* [Task to carry out]
What follows is a listing to be transcribed exactly.

* [Listing]
○ ○ ○ ○
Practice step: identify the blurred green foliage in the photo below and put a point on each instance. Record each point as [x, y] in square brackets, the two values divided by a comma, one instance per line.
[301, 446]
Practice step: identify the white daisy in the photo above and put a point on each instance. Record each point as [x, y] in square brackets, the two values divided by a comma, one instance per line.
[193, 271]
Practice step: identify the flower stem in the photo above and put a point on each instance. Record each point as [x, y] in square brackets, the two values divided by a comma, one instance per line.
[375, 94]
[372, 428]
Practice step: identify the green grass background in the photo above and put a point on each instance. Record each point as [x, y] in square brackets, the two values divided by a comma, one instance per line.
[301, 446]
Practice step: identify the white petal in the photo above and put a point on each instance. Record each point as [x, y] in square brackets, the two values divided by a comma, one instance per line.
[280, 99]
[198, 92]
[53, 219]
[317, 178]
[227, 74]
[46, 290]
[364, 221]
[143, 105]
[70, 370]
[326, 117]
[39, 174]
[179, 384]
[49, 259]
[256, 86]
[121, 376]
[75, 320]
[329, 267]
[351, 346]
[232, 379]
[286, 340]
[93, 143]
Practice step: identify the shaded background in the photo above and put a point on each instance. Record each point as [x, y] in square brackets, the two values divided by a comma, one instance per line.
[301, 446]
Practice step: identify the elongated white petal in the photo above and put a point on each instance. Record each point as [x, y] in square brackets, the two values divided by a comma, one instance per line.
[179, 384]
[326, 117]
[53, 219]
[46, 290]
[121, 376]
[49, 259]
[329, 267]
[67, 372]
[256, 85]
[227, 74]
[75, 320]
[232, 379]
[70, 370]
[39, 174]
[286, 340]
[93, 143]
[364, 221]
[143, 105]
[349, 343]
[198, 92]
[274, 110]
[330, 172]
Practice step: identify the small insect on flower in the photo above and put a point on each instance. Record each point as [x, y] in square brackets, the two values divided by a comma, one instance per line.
○ ○ ○ ○
* [Finished answer]
Practice step: identify the blurred green foliage in the photo below and put a point on each instance. Record each point as [x, y] in square brackets, the two values divided by a comma, one instance per line.
[301, 446]
Practice step: identify the white daisy in the photo above and put a point on each instance. Record each point as [x, y] in square brackets, the two values divided by a comma, one instance per line.
[193, 271]
Practice step: identify the flower stem in the photo above and put a point on each instance. Record each point as [x, y] in square brackets, the two values divided by a comma, one instance per line.
[375, 94]
[372, 428]
Practice step: identify the green grass background in the photo above and put a point on each instance. Record each point as [x, y] in square brackets, the two values divided by a comma, one instance per line.
[301, 446]
Practice step: identify the white petal in the photo above and put a point on each instance. Record each point as [x, y] in square brackets, the two values divided by a comma, one instance per line.
[280, 99]
[198, 92]
[53, 219]
[317, 178]
[227, 74]
[46, 290]
[364, 221]
[143, 105]
[70, 370]
[326, 117]
[39, 174]
[179, 384]
[49, 259]
[256, 86]
[121, 376]
[75, 320]
[329, 267]
[351, 346]
[232, 379]
[286, 340]
[93, 143]
Practice step: identify the shaded background in the photo above and put a point on each instance. Record each point as [x, y] in square brackets, the two values divided by a comma, one instance per line.
[301, 446]
Practice step: identify the elongated white petal in the photo above and put a point on each instance. Record each point as [x, y] in square brackets, the two values divided by a comma, one instance per line.
[179, 384]
[326, 117]
[53, 219]
[46, 290]
[121, 376]
[49, 259]
[329, 267]
[67, 372]
[256, 85]
[227, 74]
[75, 320]
[232, 379]
[70, 370]
[39, 174]
[286, 340]
[93, 143]
[364, 221]
[143, 105]
[349, 343]
[198, 92]
[274, 110]
[330, 172]
Practice step: identify the small insect on flower in the photo above and put a point on each instance. Record each point as [x, y] in square brackets, the two values divided by a comma, one instance per line.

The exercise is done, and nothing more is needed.